### TO DO
Rewrite only the part of the listing between the lines holding "[locate] the distant" and "(1399, 491)", inclusive, with the request lines unchanged. Multiply every pin coordinate by 0.5 and round it to a whole number, rounding halves up.

### DATA FOR THIS EXERCISE
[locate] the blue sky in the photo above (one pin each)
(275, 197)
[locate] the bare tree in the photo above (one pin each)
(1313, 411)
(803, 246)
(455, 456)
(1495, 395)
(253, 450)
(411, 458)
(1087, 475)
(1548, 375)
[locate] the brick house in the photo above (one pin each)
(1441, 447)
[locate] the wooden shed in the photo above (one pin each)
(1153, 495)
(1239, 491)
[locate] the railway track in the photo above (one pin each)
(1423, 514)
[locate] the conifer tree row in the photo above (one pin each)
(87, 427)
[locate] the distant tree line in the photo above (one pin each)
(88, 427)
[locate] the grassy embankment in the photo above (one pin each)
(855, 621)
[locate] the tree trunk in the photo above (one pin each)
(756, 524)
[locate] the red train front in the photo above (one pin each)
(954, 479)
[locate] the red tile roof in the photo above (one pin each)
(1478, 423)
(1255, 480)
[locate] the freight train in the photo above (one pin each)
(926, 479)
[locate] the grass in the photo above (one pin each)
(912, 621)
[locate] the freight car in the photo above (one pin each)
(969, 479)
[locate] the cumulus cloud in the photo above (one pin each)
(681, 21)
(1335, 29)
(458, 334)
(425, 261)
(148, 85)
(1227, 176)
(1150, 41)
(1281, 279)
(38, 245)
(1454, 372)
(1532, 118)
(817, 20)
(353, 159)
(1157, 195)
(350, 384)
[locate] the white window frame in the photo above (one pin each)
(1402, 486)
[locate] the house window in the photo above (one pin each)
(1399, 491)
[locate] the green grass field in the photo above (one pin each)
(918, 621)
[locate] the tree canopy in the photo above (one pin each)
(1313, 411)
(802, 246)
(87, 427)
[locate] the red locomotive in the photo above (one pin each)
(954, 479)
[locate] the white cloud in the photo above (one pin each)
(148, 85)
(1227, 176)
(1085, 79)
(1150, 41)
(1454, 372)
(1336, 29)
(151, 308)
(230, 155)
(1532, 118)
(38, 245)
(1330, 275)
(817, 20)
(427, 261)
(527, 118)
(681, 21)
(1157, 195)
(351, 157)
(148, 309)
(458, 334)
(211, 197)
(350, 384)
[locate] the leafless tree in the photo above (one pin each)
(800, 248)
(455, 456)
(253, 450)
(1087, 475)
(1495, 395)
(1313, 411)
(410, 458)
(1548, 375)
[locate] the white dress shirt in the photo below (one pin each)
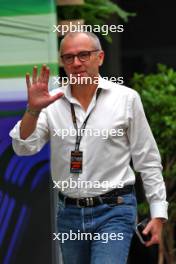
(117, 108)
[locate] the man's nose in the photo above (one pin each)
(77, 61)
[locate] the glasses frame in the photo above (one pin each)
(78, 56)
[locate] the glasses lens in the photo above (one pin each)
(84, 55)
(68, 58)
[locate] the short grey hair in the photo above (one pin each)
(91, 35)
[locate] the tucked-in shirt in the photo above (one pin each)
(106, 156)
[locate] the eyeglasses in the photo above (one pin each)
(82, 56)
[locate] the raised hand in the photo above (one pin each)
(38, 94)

### OUTPUT FOR THIS EXERCISE
[locate] the distant tree line in the photo above (one pin each)
(44, 214)
[locate] the grassy embankment in the photo above (one pin each)
(428, 311)
[locate] the tree trunk in the photo above (one pin each)
(378, 262)
[locate] the red train front in the photo above (one pin each)
(477, 240)
[locate] the red tile roof in the photo above (one pin each)
(739, 212)
(628, 240)
[locate] the freight train in the photo above (one pin each)
(463, 240)
[locate] the grass in the photo above (one pin each)
(456, 311)
[locate] the freight car in the photo above (one pin each)
(485, 240)
[locate] the cumulus cloud in the photo above (one pin each)
(341, 11)
(668, 15)
(229, 167)
(213, 131)
(74, 43)
(614, 88)
(575, 21)
(641, 140)
(19, 123)
(727, 186)
(766, 59)
(409, 10)
(177, 80)
(579, 98)
(175, 192)
[locate] the white window frame in the photo above (one pin each)
(701, 243)
[locate] the house window in the photo above (one pin each)
(700, 246)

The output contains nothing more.